### WRITTEN TASK
Turn every row below into one numbered list, skipping any blank lines.

Part of a data file:

>>>>>

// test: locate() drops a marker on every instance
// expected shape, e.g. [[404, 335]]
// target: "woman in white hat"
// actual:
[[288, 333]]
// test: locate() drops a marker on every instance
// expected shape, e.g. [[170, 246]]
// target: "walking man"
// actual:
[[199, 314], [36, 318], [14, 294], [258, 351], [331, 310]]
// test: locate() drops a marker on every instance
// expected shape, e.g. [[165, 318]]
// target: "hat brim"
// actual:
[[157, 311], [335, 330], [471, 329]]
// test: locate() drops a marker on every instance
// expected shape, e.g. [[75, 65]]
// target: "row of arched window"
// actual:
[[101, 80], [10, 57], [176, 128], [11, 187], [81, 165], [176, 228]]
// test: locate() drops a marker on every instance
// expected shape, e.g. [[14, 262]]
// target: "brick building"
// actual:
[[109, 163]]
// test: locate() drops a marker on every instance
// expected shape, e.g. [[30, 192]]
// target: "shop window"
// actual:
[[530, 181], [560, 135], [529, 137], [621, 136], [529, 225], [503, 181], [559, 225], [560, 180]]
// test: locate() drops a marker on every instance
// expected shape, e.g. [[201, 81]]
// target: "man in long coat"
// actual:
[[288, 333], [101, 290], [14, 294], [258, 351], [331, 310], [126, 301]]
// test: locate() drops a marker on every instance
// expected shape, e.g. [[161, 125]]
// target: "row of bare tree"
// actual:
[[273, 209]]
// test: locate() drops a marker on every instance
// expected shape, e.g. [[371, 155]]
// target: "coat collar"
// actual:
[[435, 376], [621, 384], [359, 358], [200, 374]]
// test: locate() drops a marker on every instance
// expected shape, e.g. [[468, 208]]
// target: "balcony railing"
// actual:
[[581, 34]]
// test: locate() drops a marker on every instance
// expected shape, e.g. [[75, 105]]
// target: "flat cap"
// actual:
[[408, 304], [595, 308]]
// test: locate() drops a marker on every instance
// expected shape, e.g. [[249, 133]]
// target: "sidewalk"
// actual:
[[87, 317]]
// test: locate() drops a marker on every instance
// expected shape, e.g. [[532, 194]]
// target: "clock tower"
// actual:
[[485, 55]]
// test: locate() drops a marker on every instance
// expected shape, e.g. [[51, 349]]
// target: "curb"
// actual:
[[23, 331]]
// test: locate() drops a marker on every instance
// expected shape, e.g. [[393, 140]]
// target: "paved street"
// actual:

<<<<<

### ANSWER IN FULL
1. // test: locate() drops a marker on every instance
2. // expected shape, e.g. [[404, 335]]
3. // target: "woman in white hat"
4. // actual:
5. [[288, 333]]
6. // test: locate() drops a marker on every instance
7. // expected shape, e.g. [[170, 246]]
8. // target: "walking man"
9. // actual:
10. [[199, 314], [36, 318], [14, 294], [258, 351], [331, 310]]
11. // test: locate() drops a marker on every instance
12. // expected shape, e.g. [[165, 318]]
13. // target: "hat brim"
14. // actual:
15. [[157, 311], [335, 330], [471, 329]]
16. // test: locate() drops a marker on every instance
17. // expected shape, e.g. [[75, 65]]
18. // target: "row of arched window"
19. // actual:
20. [[101, 80], [10, 57], [176, 128], [11, 187], [81, 165], [176, 228]]
21. // test: locate() drops a marker on every instance
22. // expected shape, e.g. [[14, 262]]
23. // target: "brick building"
24. // actual:
25. [[109, 163]]
26. // test: locate() drops a marker on every instance
27. // expected shape, e.g. [[30, 192]]
28. // target: "shop window"
29. // actual:
30. [[530, 181], [560, 135], [529, 137], [621, 136], [529, 225], [503, 181], [559, 225], [560, 180]]
31. // test: locate() drops a marker on every instance
32. // expected shape, e.g. [[201, 81]]
33. // target: "man in long coat"
34. // actual:
35. [[288, 333], [101, 290], [14, 294], [258, 351], [331, 310], [126, 301]]
36. // test: locate() drops a marker on every instance
37. // expected shape, e.g. [[161, 125]]
38. // target: "row of bare tree"
39. // actual:
40. [[273, 209]]
41. // test: locate() drops a marker on every instance
42. // expected shape, e.g. [[371, 155]]
43. // target: "coat collar"
44. // actual:
45. [[435, 376], [621, 384], [359, 358], [200, 374]]
46. // test: locate() drops a marker on every instance
47. // expected shape, e.g. [[468, 208]]
48. // target: "balcony railing"
49. // actual:
50. [[581, 34]]
51. // test: locate() drops a marker on every instance
52. // expected shape, e.g. [[75, 105]]
53. // target: "flat cap"
54. // actual:
55. [[408, 304], [595, 308]]
56. // test: locate() drops a marker on every instance
57. // expected shape, e.g. [[249, 133]]
58. // target: "sidewalk"
59. // actual:
60. [[87, 317]]
61. // test: locate() drops a marker on every instance
62. // expected shape, e.g. [[532, 194]]
63. // target: "clock tower"
64. // actual:
65. [[485, 55]]
66. // test: locate() drops a marker on every instance
67. // expected shape, e.g. [[51, 349]]
68. // target: "curb"
69. // actual:
70. [[23, 331]]
71. // test: locate() drops a marker on every instance
72. // expected shape, e.g. [[393, 140]]
73. // target: "paved street"
74. // actual:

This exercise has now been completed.